**Activity 1**
Decide whether each statement agrees with the account of an unhappy childhood below. For each, answer yes or no and quote the words from the account that decide it.
(a) The writer was physically abused.
(b) When the writer got married, the mother spoke to the writer's husband.
(c) After the marriage, the writer stopped trying to please the mother.
**Activity 2**
According to the account of an unhappy childhood below, what did the writer offer the mother to buy her affection? List every one.

**Extract to read**
>>>

Yes, I think it's possible to recover from an unhappy or abusive childhood; it's not easy, may take a long time but, I think if you're determined to live a different, better life, it's possible. I wasn't physically abused but my mother made it perfectly clear at every opportunity that she disliked me at all; her regular put down; always said in an icy tone was "you're just like your bloody father". When I got married she told my husband that he had no idea what he was letting himself in for and she wished him good luck; he'd need it. Nevertheless I continued to try to buy her affection; gifts, treats or days out to places I thought she'd enjoy but there was always something I hadn't got right and I'd try harder and harder to please her.

<<<

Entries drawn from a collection
>>>

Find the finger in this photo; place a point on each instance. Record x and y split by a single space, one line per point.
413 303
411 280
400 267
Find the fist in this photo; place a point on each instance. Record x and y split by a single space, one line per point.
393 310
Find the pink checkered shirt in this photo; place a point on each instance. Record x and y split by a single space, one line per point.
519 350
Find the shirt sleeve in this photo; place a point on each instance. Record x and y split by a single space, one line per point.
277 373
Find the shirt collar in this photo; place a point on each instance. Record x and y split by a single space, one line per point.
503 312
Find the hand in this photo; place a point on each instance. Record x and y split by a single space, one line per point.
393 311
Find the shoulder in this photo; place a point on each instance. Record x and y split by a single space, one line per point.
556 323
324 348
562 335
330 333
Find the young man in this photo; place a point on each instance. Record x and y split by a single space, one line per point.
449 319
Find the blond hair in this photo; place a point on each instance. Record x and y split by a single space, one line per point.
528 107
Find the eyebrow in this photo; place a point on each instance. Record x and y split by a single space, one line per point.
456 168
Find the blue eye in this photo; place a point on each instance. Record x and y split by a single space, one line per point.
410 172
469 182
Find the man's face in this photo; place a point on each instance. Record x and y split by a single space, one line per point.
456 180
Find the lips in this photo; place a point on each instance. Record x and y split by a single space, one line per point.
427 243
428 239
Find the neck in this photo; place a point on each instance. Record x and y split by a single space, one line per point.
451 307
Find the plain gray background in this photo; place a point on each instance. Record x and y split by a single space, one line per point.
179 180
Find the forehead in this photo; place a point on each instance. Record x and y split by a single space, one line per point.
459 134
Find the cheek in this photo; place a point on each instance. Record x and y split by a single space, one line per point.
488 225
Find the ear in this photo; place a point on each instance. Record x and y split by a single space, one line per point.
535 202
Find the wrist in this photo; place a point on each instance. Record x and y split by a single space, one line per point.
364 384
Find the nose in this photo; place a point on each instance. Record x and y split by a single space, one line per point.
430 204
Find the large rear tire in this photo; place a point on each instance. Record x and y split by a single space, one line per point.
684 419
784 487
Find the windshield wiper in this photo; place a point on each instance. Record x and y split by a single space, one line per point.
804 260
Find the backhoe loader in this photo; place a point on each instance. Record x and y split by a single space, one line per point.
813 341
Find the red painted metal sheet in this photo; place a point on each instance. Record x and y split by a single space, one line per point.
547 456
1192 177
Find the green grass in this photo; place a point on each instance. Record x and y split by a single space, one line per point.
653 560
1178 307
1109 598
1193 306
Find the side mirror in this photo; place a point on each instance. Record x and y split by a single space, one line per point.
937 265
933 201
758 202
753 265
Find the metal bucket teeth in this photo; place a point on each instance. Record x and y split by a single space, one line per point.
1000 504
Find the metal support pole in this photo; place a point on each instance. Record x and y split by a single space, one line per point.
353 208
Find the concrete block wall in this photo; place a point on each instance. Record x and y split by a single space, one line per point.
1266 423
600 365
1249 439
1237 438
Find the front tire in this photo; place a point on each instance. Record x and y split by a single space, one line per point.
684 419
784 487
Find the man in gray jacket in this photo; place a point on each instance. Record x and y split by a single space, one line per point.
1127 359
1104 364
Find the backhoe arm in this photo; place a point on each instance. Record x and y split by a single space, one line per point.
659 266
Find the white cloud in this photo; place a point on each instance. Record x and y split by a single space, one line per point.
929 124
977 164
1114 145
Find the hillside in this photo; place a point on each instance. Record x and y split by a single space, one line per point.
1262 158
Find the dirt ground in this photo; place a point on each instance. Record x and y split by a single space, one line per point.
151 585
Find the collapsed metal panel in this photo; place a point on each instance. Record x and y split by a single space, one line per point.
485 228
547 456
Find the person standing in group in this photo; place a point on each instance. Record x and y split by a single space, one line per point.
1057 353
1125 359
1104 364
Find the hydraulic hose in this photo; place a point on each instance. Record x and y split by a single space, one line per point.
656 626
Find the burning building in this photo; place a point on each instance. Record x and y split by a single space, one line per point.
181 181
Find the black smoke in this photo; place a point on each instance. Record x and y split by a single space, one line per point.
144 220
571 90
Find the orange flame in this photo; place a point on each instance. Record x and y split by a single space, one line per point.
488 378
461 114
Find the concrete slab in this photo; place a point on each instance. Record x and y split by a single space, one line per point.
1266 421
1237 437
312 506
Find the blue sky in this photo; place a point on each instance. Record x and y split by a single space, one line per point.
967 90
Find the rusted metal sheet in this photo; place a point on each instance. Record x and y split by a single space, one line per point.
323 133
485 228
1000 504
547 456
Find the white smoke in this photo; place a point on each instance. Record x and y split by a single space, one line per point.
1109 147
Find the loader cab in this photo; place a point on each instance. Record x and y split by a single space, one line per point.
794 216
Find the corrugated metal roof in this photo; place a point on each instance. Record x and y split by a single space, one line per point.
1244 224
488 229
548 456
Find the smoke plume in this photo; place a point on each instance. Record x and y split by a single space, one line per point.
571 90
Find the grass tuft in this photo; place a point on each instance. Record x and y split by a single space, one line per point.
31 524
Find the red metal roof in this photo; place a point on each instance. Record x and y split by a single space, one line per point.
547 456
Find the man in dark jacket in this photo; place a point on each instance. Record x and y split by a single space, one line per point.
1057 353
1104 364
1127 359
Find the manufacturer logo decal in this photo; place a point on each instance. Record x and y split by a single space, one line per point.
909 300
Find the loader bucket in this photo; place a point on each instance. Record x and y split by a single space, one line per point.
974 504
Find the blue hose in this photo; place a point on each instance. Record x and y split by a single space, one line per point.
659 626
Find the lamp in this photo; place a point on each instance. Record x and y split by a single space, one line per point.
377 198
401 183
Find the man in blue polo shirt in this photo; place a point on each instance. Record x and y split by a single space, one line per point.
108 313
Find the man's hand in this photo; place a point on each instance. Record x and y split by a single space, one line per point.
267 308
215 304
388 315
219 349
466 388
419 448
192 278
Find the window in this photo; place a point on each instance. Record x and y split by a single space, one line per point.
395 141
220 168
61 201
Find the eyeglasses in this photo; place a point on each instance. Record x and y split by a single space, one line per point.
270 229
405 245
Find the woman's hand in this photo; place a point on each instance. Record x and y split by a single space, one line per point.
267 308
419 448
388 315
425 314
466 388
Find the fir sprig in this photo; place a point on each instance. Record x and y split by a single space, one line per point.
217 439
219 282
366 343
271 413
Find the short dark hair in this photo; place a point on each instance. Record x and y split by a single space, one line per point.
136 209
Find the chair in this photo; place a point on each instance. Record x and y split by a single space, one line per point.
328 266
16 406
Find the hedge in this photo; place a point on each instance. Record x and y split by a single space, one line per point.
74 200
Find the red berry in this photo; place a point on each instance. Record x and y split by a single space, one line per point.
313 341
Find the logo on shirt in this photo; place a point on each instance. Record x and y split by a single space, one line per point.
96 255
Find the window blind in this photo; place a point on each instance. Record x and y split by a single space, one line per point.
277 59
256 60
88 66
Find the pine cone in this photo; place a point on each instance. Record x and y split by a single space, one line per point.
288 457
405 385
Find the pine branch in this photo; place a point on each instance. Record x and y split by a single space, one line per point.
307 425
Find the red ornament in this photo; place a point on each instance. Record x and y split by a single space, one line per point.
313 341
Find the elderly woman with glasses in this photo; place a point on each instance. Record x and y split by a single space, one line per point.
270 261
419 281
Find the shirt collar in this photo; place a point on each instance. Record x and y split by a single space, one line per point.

<<<

**Exercise output 1**
(a) No: "I wasn't physically abused"
(b) Yes: "When I got married she told my husband that he had no idea what he was letting himself in for"
(c) No: "Nevertheless I continued to try to buy her affection"

**Exercise output 2**
1. gifts
2. treats
3. days out to places the writer thought she'd enjoy